● WHAT TO WORK ON: List every line in the material below that contains the word "building", copying each line in full. Case counts.

Begin STORED DATA

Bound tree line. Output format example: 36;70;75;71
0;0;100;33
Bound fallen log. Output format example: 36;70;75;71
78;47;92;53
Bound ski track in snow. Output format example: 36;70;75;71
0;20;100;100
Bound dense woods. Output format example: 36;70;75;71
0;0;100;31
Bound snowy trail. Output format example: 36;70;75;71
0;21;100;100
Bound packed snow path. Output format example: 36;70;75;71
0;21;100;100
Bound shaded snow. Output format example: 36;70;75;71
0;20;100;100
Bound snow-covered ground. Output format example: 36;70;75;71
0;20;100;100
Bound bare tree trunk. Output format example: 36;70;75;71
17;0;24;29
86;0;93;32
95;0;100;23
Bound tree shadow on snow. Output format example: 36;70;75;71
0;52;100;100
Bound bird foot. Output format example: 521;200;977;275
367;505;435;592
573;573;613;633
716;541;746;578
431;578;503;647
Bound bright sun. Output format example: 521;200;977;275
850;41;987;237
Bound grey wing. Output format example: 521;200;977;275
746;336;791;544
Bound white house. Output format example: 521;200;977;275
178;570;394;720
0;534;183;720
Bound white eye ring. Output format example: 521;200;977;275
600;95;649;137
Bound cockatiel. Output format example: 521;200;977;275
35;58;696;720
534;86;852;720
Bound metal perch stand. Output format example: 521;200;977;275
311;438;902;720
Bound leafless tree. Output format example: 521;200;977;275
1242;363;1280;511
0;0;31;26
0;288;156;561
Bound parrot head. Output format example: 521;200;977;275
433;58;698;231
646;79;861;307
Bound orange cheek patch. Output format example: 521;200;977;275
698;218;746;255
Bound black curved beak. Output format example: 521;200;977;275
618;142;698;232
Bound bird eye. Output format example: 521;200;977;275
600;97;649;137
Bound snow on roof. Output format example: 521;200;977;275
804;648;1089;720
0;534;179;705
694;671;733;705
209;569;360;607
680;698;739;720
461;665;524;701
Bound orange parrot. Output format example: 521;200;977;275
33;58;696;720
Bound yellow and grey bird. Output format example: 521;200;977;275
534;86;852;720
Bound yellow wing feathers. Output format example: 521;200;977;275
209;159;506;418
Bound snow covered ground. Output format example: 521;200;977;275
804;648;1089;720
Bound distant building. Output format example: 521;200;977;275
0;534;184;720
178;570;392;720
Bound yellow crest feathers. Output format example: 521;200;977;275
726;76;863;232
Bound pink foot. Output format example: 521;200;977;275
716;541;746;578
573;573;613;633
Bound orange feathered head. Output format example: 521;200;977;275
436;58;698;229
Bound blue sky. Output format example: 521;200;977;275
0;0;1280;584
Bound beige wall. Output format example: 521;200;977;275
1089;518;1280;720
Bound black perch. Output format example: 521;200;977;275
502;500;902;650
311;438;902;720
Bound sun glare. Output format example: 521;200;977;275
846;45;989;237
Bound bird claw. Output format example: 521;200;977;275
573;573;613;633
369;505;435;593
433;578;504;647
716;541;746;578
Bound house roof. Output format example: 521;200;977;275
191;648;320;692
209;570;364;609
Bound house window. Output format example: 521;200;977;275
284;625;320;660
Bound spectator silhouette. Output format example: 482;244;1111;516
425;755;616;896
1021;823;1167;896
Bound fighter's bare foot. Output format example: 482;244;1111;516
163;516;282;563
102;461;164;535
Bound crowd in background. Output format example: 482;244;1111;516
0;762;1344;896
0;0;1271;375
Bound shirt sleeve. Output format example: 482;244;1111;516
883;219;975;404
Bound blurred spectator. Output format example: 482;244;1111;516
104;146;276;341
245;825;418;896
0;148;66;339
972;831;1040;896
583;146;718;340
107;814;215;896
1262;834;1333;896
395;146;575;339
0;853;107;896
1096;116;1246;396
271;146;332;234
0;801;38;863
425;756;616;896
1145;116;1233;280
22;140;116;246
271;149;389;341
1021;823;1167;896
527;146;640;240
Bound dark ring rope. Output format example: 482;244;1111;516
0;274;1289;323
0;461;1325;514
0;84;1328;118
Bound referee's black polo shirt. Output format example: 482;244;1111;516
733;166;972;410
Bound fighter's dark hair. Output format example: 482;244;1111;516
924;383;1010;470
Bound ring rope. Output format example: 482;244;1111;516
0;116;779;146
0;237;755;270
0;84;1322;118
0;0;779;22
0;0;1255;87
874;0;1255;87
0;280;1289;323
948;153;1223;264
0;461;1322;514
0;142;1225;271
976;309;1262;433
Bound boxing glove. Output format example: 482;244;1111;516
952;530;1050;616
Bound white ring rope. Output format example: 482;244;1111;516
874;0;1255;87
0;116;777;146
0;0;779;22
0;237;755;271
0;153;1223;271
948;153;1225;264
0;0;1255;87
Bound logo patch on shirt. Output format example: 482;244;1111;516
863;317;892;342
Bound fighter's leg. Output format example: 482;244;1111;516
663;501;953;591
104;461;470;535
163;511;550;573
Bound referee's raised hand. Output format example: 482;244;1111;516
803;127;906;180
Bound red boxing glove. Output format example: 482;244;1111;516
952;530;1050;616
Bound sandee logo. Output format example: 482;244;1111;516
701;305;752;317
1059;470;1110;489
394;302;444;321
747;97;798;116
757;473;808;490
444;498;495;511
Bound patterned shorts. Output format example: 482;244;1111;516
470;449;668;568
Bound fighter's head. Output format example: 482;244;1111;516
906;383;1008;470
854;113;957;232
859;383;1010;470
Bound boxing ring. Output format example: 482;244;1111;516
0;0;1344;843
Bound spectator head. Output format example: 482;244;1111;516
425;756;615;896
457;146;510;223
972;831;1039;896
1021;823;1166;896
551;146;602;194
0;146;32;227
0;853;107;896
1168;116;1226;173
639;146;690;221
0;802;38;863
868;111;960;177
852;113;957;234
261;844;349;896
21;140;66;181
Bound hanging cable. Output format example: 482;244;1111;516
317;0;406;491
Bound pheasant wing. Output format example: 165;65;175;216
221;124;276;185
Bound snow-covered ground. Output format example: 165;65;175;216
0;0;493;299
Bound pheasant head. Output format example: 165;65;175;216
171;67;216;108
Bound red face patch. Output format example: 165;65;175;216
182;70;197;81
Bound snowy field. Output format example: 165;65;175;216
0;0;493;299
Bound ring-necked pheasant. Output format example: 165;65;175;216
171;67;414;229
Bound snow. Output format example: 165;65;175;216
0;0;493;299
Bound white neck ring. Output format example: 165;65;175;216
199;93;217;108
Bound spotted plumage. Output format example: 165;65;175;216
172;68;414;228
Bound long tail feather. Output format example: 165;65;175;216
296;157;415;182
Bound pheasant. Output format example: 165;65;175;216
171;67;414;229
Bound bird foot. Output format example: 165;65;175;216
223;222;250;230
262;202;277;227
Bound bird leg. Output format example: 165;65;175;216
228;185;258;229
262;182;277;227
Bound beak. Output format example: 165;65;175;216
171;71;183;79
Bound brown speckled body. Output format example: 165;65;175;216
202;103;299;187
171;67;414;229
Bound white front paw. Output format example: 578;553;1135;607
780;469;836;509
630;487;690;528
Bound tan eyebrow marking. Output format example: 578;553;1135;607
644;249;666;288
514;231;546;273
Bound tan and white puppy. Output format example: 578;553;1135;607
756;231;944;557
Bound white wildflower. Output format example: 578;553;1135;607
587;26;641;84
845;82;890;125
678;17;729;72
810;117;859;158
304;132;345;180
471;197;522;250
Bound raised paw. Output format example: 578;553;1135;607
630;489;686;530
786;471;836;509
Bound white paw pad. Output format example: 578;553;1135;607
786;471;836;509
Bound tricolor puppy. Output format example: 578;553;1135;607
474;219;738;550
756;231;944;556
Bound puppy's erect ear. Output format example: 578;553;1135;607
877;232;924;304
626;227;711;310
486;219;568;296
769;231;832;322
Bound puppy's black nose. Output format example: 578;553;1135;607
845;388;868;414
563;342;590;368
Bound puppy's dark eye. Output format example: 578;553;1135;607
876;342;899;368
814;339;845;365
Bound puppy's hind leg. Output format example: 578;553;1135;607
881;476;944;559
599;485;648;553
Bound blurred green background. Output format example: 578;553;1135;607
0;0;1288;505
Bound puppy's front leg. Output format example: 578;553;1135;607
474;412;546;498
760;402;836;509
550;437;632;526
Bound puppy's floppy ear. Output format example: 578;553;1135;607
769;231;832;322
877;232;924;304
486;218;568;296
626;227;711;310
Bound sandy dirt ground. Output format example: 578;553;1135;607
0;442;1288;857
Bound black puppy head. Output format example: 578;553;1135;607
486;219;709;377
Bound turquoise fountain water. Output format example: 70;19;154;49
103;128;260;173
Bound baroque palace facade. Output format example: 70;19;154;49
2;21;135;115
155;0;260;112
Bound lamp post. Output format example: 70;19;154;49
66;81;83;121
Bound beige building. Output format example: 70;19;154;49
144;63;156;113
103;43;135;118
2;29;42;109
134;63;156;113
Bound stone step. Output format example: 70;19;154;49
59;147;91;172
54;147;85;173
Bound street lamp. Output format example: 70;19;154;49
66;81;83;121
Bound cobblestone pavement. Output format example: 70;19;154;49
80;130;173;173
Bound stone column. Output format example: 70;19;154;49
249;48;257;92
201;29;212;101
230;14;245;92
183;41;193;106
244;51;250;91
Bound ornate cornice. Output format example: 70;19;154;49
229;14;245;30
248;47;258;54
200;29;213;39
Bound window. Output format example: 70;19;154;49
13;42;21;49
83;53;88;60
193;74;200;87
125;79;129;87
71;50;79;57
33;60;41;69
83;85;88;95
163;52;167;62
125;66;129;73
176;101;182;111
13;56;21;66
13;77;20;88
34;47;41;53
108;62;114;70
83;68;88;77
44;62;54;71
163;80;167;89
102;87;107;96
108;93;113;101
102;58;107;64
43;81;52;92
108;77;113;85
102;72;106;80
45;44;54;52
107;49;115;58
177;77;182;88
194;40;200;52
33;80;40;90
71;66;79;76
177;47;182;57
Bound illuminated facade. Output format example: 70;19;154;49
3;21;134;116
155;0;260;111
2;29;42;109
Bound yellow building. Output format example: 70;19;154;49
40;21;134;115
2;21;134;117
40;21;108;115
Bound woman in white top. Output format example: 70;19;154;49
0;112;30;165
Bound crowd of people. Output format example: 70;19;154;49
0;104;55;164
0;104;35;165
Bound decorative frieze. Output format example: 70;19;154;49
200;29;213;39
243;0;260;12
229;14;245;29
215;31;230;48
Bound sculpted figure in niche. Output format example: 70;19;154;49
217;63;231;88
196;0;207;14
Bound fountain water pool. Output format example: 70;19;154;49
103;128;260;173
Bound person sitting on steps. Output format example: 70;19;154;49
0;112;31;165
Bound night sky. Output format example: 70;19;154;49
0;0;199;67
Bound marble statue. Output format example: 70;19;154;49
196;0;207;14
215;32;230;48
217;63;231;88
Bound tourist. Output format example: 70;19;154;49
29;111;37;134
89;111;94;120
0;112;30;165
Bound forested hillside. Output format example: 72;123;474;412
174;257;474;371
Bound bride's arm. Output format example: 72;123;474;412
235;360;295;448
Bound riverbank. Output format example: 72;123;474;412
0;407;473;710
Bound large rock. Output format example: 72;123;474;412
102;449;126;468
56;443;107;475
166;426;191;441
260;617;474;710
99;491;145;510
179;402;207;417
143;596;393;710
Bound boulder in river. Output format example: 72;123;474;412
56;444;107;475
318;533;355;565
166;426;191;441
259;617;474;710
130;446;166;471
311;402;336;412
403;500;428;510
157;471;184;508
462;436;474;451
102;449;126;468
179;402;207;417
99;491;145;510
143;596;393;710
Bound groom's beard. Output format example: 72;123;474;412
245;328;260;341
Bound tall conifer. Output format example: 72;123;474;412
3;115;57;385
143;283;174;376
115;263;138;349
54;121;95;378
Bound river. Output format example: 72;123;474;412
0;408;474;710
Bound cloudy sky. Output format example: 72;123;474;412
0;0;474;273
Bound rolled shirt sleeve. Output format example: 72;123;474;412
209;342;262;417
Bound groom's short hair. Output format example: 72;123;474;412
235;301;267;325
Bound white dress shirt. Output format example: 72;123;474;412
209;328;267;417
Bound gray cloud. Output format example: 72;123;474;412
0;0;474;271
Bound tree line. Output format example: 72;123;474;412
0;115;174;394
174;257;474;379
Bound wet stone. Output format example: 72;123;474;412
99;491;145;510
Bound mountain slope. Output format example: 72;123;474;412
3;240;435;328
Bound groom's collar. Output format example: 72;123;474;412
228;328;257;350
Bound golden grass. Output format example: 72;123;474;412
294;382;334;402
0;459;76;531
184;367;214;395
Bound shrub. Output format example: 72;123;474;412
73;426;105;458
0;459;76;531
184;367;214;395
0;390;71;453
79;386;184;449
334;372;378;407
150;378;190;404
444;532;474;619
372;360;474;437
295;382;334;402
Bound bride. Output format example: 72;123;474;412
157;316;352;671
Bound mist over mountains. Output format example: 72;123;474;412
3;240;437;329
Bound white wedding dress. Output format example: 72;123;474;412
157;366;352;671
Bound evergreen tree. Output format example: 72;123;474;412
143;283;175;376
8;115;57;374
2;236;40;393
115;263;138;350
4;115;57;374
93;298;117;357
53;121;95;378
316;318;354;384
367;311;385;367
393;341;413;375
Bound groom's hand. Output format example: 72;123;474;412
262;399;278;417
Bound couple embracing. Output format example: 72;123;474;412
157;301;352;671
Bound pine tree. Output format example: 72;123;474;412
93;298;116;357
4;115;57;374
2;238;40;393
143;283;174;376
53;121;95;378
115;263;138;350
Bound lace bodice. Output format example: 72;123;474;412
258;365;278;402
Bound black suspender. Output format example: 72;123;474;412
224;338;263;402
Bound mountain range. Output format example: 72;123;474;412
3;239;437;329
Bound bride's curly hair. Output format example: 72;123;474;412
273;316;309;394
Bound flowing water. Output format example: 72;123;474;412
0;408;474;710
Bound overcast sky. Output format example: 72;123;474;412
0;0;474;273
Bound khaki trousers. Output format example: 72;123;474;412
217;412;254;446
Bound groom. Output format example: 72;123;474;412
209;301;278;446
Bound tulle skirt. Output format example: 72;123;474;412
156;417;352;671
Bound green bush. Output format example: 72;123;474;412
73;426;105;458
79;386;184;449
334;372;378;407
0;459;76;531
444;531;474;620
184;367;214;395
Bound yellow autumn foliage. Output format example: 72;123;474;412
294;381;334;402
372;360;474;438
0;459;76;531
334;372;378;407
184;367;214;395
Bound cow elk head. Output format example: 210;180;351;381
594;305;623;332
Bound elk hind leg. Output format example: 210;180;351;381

End STORED DATA

● TASK RESPONSE:
Bound distant building. Output format example: 521;200;977;275
Bound beige building. Output format example: 70;19;154;49
Bound yellow building. Output format example: 70;19;154;49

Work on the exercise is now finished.